Please return, word for word, the stretch of the items below from the line containing "the dark water" through the end of the items.

─── EXERCISE MATERIAL

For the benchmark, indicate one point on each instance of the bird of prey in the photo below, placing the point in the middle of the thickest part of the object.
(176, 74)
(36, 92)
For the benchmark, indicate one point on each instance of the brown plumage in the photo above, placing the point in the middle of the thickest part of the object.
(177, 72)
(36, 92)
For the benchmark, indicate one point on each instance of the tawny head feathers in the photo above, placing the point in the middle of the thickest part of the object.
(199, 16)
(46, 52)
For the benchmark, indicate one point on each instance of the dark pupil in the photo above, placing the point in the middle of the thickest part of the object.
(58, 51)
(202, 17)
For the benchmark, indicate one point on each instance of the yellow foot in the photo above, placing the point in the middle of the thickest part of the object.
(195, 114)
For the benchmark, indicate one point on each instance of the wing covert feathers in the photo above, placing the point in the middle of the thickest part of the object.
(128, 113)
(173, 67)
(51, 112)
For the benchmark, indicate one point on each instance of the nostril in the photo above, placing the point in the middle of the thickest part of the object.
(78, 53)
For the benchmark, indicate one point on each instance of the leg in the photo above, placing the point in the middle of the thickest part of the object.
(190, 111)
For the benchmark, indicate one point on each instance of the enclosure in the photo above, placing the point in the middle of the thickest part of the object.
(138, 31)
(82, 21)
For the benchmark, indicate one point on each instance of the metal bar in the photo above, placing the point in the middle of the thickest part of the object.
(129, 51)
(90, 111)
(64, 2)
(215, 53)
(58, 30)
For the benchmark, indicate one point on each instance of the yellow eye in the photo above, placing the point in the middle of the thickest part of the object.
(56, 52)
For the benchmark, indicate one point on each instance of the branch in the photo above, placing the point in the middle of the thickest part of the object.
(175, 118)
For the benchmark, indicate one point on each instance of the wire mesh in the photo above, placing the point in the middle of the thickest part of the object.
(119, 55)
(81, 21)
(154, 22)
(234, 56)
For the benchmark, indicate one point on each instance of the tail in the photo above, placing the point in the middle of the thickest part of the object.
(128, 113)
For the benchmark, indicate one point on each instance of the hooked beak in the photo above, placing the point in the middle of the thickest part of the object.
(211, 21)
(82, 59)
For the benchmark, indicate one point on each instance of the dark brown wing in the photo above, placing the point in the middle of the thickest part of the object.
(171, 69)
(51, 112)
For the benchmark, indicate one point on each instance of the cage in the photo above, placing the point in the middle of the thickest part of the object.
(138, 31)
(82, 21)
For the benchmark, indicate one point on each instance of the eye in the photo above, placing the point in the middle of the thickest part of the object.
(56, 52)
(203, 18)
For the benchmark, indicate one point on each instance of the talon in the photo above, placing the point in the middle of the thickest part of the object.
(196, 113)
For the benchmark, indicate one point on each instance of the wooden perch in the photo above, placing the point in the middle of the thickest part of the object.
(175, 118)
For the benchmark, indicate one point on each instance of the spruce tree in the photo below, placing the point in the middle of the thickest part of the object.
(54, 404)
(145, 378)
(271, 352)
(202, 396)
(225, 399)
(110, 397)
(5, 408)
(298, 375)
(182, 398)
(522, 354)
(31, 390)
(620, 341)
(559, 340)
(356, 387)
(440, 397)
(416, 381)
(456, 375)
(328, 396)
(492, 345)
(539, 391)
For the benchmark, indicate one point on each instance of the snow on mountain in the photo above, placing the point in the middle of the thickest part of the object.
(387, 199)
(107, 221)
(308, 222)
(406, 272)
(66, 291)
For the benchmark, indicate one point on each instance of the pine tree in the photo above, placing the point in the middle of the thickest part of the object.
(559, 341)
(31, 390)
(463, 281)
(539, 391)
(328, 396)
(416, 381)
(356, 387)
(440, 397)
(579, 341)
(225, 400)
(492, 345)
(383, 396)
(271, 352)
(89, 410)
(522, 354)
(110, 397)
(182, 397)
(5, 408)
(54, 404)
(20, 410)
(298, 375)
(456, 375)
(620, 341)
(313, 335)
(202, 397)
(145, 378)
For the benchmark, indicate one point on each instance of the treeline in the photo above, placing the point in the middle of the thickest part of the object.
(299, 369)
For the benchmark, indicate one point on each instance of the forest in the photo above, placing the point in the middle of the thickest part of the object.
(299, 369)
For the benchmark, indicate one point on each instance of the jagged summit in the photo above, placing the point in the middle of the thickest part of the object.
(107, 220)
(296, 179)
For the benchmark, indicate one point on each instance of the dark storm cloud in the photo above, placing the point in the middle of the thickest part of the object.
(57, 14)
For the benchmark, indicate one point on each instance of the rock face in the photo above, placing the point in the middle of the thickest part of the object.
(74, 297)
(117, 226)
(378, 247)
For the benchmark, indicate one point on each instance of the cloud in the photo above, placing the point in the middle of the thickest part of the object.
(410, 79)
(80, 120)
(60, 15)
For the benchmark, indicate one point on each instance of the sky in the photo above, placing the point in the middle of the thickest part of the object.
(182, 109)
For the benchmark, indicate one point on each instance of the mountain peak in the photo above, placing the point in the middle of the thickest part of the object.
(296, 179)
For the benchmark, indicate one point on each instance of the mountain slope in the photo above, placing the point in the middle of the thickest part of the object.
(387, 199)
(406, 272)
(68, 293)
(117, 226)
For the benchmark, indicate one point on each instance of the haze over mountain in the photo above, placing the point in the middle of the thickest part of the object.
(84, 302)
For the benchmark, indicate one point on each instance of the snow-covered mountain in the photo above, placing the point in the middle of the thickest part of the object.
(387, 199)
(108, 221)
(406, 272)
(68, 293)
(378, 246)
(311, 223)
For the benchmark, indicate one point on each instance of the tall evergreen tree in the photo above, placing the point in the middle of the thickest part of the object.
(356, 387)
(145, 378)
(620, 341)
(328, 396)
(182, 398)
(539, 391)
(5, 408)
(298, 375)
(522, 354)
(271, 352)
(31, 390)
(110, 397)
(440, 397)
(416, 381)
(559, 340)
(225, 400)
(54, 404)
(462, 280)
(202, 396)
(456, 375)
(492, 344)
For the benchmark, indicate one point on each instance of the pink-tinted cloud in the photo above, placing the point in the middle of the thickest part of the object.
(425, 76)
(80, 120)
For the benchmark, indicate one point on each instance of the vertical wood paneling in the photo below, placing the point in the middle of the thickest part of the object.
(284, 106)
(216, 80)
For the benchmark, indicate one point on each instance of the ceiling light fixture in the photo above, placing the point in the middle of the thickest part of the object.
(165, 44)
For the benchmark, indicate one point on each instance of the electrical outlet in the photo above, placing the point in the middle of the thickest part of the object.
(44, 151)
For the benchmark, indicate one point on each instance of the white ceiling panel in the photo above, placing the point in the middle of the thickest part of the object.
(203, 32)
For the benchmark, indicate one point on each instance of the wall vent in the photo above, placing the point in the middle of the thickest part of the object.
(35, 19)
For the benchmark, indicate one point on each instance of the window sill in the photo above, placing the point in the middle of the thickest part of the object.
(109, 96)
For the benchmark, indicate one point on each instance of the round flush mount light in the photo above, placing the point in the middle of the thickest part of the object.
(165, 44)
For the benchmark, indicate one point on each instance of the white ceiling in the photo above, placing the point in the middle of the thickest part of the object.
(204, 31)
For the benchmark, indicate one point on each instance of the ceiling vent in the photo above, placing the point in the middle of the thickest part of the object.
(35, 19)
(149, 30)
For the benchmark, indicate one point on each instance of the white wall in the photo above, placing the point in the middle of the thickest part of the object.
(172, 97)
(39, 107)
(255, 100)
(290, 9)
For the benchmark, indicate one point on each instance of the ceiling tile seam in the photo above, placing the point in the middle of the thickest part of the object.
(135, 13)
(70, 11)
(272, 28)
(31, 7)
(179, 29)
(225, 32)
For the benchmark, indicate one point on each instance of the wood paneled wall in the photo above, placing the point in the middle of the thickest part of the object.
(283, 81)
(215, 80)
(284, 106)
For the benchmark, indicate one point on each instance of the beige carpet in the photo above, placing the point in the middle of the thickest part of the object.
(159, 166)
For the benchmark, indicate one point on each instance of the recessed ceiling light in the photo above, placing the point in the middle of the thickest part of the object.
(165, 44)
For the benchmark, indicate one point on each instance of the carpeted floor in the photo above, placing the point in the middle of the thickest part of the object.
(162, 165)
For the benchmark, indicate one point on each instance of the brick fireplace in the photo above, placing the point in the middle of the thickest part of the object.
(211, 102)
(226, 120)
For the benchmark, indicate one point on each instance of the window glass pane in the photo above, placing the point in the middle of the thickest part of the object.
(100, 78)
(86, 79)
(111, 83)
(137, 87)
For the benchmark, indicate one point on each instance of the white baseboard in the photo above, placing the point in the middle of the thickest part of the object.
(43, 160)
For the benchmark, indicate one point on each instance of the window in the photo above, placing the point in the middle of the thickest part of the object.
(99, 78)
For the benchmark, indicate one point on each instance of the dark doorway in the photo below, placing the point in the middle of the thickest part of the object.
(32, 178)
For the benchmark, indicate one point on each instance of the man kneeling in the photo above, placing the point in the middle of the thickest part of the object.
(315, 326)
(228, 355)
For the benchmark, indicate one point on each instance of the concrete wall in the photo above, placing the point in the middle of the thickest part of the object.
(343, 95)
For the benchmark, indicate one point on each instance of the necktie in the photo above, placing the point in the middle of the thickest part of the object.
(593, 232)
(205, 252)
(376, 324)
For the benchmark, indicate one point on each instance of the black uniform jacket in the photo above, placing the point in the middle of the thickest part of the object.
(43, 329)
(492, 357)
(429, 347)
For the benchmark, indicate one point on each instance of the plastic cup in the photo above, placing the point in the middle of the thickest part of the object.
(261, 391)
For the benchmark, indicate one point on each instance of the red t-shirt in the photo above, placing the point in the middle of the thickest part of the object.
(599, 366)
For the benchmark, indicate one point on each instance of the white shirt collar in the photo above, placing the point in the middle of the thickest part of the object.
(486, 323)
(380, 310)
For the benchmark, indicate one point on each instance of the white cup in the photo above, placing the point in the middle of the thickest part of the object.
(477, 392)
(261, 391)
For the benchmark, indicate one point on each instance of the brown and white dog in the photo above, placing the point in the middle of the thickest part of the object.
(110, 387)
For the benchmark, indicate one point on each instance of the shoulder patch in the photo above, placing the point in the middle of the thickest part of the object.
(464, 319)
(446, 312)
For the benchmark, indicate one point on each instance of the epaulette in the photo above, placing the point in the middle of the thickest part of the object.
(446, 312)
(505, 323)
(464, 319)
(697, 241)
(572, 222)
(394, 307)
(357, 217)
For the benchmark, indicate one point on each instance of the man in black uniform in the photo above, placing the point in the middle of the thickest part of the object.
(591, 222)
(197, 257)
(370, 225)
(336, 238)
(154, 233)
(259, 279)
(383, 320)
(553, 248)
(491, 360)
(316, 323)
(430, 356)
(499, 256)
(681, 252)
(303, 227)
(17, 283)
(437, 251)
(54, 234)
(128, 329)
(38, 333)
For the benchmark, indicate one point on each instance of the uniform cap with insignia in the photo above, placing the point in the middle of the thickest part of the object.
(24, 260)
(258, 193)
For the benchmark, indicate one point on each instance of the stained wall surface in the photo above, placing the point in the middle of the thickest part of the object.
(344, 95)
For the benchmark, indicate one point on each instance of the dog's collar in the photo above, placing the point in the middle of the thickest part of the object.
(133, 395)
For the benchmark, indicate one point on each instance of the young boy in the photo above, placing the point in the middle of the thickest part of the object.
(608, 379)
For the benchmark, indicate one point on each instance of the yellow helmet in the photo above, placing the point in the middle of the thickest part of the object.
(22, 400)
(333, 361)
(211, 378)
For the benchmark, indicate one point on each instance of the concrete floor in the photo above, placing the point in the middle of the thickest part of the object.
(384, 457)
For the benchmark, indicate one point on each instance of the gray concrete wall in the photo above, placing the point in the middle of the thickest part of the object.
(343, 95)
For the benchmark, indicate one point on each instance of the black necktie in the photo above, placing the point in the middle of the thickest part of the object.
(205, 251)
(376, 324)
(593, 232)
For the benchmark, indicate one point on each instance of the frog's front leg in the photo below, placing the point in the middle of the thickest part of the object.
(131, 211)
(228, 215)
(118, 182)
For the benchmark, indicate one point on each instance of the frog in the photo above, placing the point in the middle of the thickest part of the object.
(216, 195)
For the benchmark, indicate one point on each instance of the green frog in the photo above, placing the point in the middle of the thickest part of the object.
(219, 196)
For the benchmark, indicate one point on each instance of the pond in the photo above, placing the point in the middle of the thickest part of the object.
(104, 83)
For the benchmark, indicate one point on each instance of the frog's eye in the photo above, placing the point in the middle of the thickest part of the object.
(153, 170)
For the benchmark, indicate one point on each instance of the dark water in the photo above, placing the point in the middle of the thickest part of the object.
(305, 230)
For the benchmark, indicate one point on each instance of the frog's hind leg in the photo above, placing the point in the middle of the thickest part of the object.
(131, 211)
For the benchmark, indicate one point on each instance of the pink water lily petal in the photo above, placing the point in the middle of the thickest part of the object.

──────

EXPECTED ANSWER:
For the benchmark, indicate one point on each instance of the dark water in the photo above, placing the point in the middle of the thickest part of the object.
(305, 230)
For the benchmark, indicate one point on each instance of the frog's hind leg in the photo above, placing the point in the middle of the thickest part of the object.
(131, 211)
For the benchmark, indicate one point on each instance of the pink water lily petal in the photo above, placing the point in the middle of the thickest part of the object.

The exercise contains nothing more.